Page excerpt
Joelle Ruby Ryan, "The Transgender Tipping Point" [PDF]

Julia Serano, "'Autogynephilia' and the psychological sexualization of MtF transgenderism"

Kelley Winters, "Top Ten Problems with the GID Diagnosis" [PDF]

Videos of the Presentations and Q/A Session [NEW]

Reflections on the Event

References and Resources [TBD]

 
 

Abstract:

 

"This panel will feature three papers that interrogate cultural transphobia and insist on the need for social change. As a whole, the essays challenge current models of understanding transgenderism and demand an end to the continued oppression of transpeople in psychology, academia and society. In particular, the papers examine the stigmatizing Gender Identity Disorder (GID) diagnosis in the Diagnostic and Statistical Manual of Mental Disorders (DSM) and the need for the elimination of GID from the DSM-V to oppose the continued pathologization of trans youth and adults; the sexualization of transwomen in the controversial theories set forth in the taxonomic classification known as autogynephilia; and the exploitation, colonization and appropriation that many cisgendered academicians have engaged in when researching and writing about transpeople’s lives. In addition to discussing these problems, we will discuss solutions to engender positive change and proffer innovative paradigm shifts to promote the well-being, psychological health and empowerment of the transgender community." IFGE Workshop announcement

 


 

Panelists (left to right):

Joelle Ruby Ryan, Julia Serano and Kelley Winters (photo by L. Conway)

International Foundation for Gender Education (IFGE) 2009 Conference, Alexandria, VA, February 6, 2009. 

 

 

 


 

 

Background on the IFGE 2009 Conference Workshop:

 

In the opening of her presentation "The Transgender Tipping Point", Joelle Ruby Ryan discusses how this new form of "anti-transphobia" conference workshop came to be, as a follow-on to a panel she organized at the 2008 National Women's Studies Association Conference:

 

"Let me begin with a bit of context.  In many ways, this panel is a follow-up session to a program that I helped to put on at the National Women’s Studies Association Conference held in Cincinnati, Ohio in June, 2008.  That session was entitled “The Bailey Brouhaha: Community Members Speak Out on Resisting Transphobia and Sexism in Academia and Beyond.”  When I forwarded the Call For Proposals (CFP) for this session to a popular women’s studies listserv (WMST-L), I was viciously attacked by senior scholar Alice Dreger [i] for simply trying to cajole people to submit abstracts for my panel.  Established in 1991, WMST-L has close to 5,000 subscribers from nations all over the world, including many prominent senior faculty and program administrators.  My CFP deals with the populist and scholarly responses to J. Michael Bailey’s notorious 2003 screed The Man Who Would Be Queen, [ii] as well as Alice Dreger’s subsequent, lengthy “scholarly history” about the debacle.  Two days after my initial post, Dreger proceeded to attack my CFP on WMST-L.  I was taken aback by this, as I did not know she was on the list and had never seen her post before.  She said that it was "laden with factual errors and misrepresentations about the history of the Bailey controversy and my work."  She then had an exchange with another list member in which she wrote:  “I also appreciate your advising Joelle Ruby Ryan ‘that she was putting herself at risk as a scholar working within a controversial field (trans issues) by tolerating tactics that breed fear and stifle academic freedom.’  I would add that one is not acting like a scholar when one repeatedly misrepresents facts and the work of other scholars, as Ms. Ryan did in her CFP.”[iii]

I am a graduate student as well as an "out" and politically active transgender woman from a non-elite academic institution.  I am currently on the job market attempting to secure an academic position, preferably in the field of women's/gender studies.  This public trashing, by a senior scholar with a recently-awarded Guggenheim and a prestigious appointment at Northwestern University, clearly indicates the level of Dr. Dreger's vituperative and spiteful agenda.  While I certainly knew I was stepping into a controversial arena by proposing this panel, I genuinely did not expect that my CFP would be the recipient of such ad hominem attacks by Dreger, nor that I would be warned by Dreger and others about my proposed scholarship and told that I was not "acting like a scholar” because of my opposition to her one-sided hatchet job [iv]. Apparently, acting “uppity” has very real consequences in the world of academia.  After this prominent attack, I was fearful and considered withdrawing my CFP and not going forward with the panel.  One of the things which helped me tremendously was when I contacted Lynn Conway, Professor Emerita from the University of Michigan, Ann Arbor, who encouraged me to move forward with the panel and even signed on as a session advisor.  The panel went on as planned and you can read and view it online thanks to the work of Conway and panelist Andrea James.[v] . . ."

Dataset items

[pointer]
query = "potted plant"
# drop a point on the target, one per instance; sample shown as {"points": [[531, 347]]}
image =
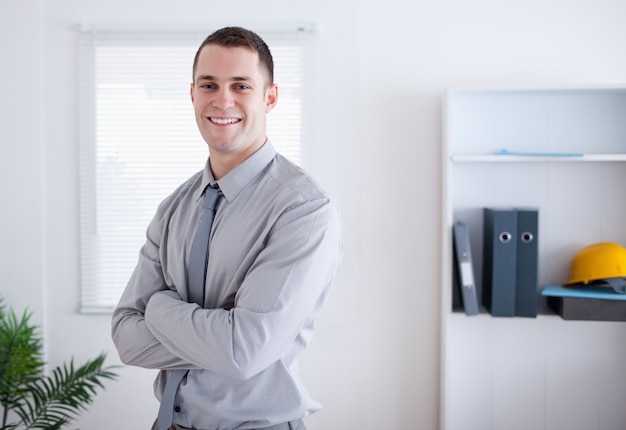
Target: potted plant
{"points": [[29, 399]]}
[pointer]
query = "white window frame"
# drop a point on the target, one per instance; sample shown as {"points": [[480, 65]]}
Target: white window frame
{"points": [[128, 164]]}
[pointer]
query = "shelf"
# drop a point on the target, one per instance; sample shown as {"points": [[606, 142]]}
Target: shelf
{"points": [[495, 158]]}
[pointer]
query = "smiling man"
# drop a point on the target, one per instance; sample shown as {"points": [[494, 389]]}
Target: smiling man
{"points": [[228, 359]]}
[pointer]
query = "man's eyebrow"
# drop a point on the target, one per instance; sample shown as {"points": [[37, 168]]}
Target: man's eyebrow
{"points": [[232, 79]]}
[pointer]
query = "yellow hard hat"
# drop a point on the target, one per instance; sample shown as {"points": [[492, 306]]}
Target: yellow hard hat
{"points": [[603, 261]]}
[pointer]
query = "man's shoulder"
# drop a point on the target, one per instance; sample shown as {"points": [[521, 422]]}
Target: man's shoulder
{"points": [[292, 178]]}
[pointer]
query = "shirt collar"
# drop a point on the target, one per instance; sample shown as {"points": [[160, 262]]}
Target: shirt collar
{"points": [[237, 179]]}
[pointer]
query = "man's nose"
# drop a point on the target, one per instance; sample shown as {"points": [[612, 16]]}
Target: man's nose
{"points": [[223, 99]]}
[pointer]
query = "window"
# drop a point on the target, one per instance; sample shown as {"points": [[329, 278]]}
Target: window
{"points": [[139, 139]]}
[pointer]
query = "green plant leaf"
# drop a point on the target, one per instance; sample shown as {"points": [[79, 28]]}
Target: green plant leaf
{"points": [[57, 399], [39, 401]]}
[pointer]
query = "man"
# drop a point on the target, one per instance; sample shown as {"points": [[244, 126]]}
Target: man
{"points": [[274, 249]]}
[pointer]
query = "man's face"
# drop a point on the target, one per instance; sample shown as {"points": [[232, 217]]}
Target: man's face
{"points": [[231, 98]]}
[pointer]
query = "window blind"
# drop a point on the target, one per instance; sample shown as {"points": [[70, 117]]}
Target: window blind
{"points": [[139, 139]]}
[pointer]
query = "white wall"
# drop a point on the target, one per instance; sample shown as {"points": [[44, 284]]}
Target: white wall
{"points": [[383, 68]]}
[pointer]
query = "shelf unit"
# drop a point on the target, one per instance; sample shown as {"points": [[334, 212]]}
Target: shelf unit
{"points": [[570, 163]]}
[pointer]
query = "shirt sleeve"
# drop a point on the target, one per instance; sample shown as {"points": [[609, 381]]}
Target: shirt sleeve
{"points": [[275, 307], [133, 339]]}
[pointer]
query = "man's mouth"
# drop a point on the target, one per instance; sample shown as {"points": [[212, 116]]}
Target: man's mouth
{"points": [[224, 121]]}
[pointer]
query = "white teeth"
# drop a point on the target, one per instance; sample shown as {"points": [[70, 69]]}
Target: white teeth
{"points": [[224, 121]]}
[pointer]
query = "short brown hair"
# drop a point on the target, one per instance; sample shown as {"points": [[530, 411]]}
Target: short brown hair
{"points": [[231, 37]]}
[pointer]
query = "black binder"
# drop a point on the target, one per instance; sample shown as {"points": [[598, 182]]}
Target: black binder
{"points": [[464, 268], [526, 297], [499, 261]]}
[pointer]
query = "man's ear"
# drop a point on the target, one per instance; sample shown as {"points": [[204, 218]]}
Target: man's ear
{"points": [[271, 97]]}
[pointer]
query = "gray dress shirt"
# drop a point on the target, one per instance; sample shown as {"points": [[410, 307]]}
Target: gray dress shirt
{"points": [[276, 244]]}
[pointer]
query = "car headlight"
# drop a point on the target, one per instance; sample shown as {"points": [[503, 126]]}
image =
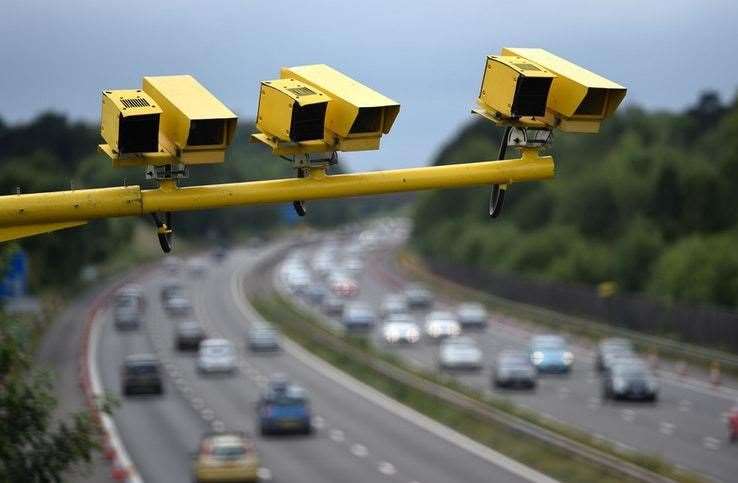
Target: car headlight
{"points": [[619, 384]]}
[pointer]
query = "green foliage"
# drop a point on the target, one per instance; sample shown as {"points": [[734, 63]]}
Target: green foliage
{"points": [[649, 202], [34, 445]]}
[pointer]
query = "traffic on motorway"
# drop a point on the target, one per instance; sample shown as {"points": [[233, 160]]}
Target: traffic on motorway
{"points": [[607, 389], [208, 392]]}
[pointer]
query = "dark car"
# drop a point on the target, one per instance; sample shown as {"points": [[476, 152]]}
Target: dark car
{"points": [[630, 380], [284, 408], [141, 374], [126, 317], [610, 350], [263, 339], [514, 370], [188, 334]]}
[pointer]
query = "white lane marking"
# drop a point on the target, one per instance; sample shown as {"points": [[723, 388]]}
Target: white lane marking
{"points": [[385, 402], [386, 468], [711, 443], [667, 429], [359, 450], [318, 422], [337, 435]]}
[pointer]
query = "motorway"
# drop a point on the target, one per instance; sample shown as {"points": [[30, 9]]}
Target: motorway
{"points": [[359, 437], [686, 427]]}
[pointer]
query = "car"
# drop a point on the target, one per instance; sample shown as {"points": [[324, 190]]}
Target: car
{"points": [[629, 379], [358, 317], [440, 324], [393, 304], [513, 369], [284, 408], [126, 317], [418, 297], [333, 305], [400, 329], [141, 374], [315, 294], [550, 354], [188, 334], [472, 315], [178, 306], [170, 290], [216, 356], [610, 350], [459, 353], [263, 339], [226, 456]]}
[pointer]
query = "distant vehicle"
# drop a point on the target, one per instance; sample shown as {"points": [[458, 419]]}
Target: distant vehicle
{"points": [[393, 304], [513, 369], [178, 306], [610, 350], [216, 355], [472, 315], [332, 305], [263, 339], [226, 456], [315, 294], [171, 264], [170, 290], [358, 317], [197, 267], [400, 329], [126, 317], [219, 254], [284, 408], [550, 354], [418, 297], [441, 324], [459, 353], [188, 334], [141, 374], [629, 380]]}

Task A
Answer these questions from the IFGE 2009 workshop page excerpt:
(i) Where and on what date was the IFGE 2009 Conference held?
(ii) In which city and in what month and year was the 2008 National Women's Studies Association Conference held?
(iii) About how many subscribers does WMST-L have?
Task B
Pick up the IFGE 2009 workshop page excerpt after its last sentence and continue it for a paragraph or two.

Response box A
(i) Alexandria, VA, on February 6, 2009.
(ii) Cincinnati, Ohio, in June 2008.
(iii) Close to 5,000.

Response box B
Joelle Ruby Ryan

In the conclusion of her presentation, Joelle eloquently summarizes the dramatic turn of events we are now witnessing, both in the presentations in this workshop and in the world at large as transgender people by the tens of thousands openly question and challenge the psychiatrists, psychologists and 'sexologists' who have so long oppressed us:

" . . . To these oppressive “experts” I would like to say: the writing is on the wall.  Your white-knuckling and increasingly venomous backlash is not going to be able to stem the tide of positive socio-cultural transformation.  I believe we are in the midst of a paradigm shift that is incredibly momentous: the gaze is shifting.  Whereas as once transgender people were studied, pathologized and analyzed by so-called experts, now we are turning the lens back on to them and analyzing those who have analyzed us for so long. . . . "

Joelle Ruby Ryan


 

[i] For information on Alice Dreger’s life, and a history of her problematic actions and behaviors, see: http://www.tsroadmap.com/info/alice-dreger/hermaphrodite-monger.html Also, see “Alice Dreger: The Unethical Ethicist” at: http://www.intersexualite.org/Alice_Dreger_ethics.html

[ii] Bailey, J. Michael.  The Man Who Would Be Queen: The Science of Gender Bending and Transsexualism.  Washington, D.C.: National Academies Press, 2003.

[iii] For a full report on the NWSA panel, including photos and links to videos of the presentation, please see “Joelle Ruby Ryan Chairs NWSA Panel on Resisting Transphobia in Academia: The Event Alice Dreger Failed to Stop.”  http://ai.eecs.umich.edu/people/conway/TS/News/US/NWSA/NWSA_panel_on_resisting_transphobia_in_academia.html.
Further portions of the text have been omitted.